Data pulled from a collection:
[BEGIN]

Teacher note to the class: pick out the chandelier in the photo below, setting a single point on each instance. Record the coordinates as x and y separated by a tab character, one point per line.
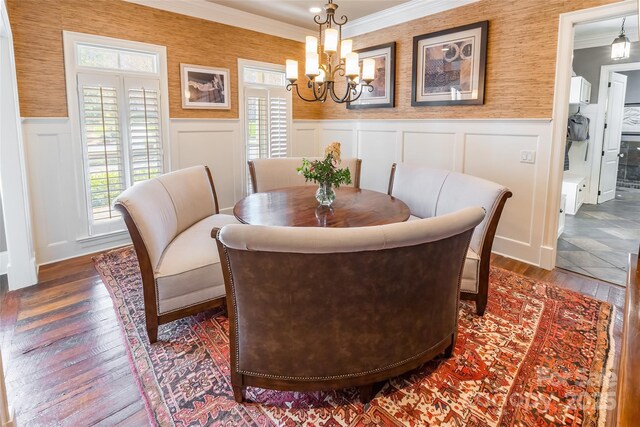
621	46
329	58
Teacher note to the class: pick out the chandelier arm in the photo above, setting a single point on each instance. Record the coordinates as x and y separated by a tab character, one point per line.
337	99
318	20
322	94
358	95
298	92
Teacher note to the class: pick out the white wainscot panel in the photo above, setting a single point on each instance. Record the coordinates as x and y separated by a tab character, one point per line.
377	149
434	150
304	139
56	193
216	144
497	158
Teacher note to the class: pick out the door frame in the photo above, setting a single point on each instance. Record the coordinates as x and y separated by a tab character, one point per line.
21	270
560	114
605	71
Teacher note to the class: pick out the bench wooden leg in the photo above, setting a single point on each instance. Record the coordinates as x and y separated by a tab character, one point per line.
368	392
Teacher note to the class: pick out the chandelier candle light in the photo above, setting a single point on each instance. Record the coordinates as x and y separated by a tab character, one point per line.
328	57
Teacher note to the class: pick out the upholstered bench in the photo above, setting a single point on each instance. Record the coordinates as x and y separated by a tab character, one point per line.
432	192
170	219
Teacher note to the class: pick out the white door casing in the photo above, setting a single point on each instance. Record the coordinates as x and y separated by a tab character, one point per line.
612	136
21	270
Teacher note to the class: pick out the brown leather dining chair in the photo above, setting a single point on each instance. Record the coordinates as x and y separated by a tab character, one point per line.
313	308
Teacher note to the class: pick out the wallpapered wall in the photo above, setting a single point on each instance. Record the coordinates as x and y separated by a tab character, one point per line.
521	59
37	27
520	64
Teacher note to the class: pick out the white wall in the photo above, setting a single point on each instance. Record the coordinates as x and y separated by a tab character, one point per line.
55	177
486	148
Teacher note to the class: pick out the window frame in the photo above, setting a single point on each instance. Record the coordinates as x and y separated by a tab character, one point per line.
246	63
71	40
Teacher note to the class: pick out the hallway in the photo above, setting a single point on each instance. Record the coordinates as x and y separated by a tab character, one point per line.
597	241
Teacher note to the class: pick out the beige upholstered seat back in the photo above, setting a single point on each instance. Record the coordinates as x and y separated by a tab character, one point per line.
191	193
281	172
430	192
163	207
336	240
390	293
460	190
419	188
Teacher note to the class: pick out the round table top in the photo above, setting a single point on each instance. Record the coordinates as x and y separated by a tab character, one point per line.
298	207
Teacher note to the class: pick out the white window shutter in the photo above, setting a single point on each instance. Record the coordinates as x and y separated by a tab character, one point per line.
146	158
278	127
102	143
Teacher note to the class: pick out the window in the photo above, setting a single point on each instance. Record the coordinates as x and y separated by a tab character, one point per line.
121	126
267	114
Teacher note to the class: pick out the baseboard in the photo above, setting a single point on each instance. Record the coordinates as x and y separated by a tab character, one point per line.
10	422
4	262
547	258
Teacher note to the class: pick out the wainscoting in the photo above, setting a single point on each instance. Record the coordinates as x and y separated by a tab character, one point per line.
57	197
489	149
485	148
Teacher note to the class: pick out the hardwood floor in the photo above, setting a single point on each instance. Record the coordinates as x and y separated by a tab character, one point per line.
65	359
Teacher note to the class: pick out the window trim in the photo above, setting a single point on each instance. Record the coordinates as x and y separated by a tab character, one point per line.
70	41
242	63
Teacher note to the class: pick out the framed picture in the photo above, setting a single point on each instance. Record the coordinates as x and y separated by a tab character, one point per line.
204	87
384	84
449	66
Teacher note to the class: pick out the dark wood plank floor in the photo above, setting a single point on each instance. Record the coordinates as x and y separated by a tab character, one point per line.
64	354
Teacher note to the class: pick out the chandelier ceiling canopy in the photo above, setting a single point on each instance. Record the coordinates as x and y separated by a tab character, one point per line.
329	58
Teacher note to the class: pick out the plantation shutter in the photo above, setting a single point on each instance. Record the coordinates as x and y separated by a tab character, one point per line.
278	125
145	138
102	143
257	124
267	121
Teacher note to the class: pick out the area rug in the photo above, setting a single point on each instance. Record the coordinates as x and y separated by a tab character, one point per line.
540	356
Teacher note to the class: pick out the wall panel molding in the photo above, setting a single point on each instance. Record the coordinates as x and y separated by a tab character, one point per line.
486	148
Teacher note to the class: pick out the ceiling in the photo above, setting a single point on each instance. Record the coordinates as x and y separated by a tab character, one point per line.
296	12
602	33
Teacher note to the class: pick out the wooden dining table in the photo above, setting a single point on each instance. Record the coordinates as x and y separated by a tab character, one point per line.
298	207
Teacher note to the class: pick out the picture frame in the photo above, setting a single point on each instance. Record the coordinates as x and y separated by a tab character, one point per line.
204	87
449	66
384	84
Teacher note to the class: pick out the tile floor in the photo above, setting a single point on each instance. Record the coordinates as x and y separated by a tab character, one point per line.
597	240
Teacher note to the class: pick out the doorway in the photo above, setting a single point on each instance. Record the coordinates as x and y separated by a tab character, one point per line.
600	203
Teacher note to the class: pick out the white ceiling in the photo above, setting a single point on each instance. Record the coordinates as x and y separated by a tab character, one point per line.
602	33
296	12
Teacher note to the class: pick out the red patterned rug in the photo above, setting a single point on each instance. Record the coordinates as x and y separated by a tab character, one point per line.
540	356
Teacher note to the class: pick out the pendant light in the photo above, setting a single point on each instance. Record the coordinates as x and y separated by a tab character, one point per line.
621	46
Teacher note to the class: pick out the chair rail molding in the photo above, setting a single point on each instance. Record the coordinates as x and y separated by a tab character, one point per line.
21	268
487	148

[END]

PROBLEM REQUIREMENTS: Recast the listing as a JSON list of strings, one string per line with blank lines omitted, starting at the line that contains "Teacher note to the class: pick out the picture" and ending at the final line of the listing.

TASK OUTPUT:
[
  "Teacher note to the class: pick out the picture frame in the photo above, setting a single point on each instance. Record the coordinates as x and y separated by a tab character, one point per line.",
  "204\t87",
  "449\t66",
  "384\t84",
  "Teacher note to the class: pick out the tile floor in the photo above, setting a single point on each instance. Record the coordinates as x and y separated by a tab character, one point per line.",
  "597\t240",
  "Teacher note to the class: pick out the doorway in the photo above, setting a single point on each instance. Record the coordinates as x and y separated by a tab character, one point per line.",
  "600\t203",
  "Teacher note to the class: pick out the white ceiling in the photo above, setting a single point on each instance. Record the coordinates as x and y separated by a tab character, one point per line.",
  "602\t33",
  "296\t12",
  "Teacher note to the class: pick out the red patterned rug in the photo above, setting a single point on each instance. Record the coordinates as x and y separated by a tab character, one point per line.",
  "540\t356",
  "Teacher note to the class: pick out the pendant light in the photo above, setting a single point on each instance. Record the coordinates as x and y separated by a tab character, one point per line.",
  "621\t46",
  "Teacher note to the class: pick out the chair rail molding in the photo above, setting a single point on each instance. Record the coordinates as x and y separated by a tab character, one point per line.",
  "21\t268",
  "487\t148"
]